> TASK BRIEF:
Down to the last character, write out the records below.

BEGIN SUPPLIED INFORMATION

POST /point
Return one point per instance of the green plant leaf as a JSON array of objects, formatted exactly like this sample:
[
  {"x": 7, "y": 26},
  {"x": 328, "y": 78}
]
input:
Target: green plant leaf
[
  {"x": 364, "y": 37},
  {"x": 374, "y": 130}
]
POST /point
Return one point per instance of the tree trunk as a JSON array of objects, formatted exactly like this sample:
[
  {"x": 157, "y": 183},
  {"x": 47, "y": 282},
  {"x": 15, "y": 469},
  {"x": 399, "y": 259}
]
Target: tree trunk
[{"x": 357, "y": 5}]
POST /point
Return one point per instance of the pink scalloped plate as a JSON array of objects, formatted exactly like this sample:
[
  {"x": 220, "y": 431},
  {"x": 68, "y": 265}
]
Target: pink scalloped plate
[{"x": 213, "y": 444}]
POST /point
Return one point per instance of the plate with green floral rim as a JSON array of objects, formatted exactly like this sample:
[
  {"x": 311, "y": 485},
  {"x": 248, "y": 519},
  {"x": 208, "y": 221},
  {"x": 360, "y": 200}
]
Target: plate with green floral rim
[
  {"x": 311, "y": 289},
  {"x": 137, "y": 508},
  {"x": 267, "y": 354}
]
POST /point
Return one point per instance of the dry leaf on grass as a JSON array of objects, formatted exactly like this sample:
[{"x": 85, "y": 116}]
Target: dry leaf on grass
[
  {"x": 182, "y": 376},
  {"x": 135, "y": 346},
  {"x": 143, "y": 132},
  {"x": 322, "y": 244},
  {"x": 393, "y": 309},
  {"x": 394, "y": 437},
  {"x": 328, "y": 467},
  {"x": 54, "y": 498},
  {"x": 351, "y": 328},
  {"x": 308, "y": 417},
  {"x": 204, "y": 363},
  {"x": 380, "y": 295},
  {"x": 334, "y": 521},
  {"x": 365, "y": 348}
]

END SUPPLIED INFORMATION

> RESPONSE AREA:
POST /point
Return one point per instance of the green plant leaf as a JSON array of objects, formatted exactly like this sample:
[
  {"x": 7, "y": 26},
  {"x": 328, "y": 78}
]
input:
Target: green plant leaf
[
  {"x": 364, "y": 37},
  {"x": 374, "y": 130}
]
POST /point
Return one point per instance of the tree trunk as a JSON array of objects, formatted exactly like this sample:
[
  {"x": 157, "y": 183},
  {"x": 47, "y": 282},
  {"x": 15, "y": 469},
  {"x": 399, "y": 259}
]
Target: tree trunk
[{"x": 357, "y": 5}]
POST /point
Return one point per instance of the pink scalloped plate as a JSON array of objects, formatted exactly like this sample:
[
  {"x": 220, "y": 431},
  {"x": 68, "y": 265}
]
Target: pink scalloped plate
[{"x": 213, "y": 444}]
POST /point
Return one point per instance of the plate with green floral rim as a JSON array of objects, formatted exactly like this sample:
[
  {"x": 311, "y": 485},
  {"x": 248, "y": 519},
  {"x": 208, "y": 221},
  {"x": 360, "y": 200}
]
Target: plate with green floral rim
[
  {"x": 311, "y": 289},
  {"x": 137, "y": 508},
  {"x": 267, "y": 354}
]
POST /point
Return one point per instance of the dry leaf on grass as a JSON array of objects, formatted exactly like this sample:
[{"x": 85, "y": 116}]
Target: dry leaf on grass
[
  {"x": 182, "y": 376},
  {"x": 135, "y": 346},
  {"x": 143, "y": 132},
  {"x": 322, "y": 244},
  {"x": 393, "y": 309},
  {"x": 394, "y": 437},
  {"x": 328, "y": 467},
  {"x": 54, "y": 498},
  {"x": 351, "y": 328},
  {"x": 308, "y": 417},
  {"x": 204, "y": 363},
  {"x": 380, "y": 295},
  {"x": 334, "y": 521},
  {"x": 365, "y": 348}
]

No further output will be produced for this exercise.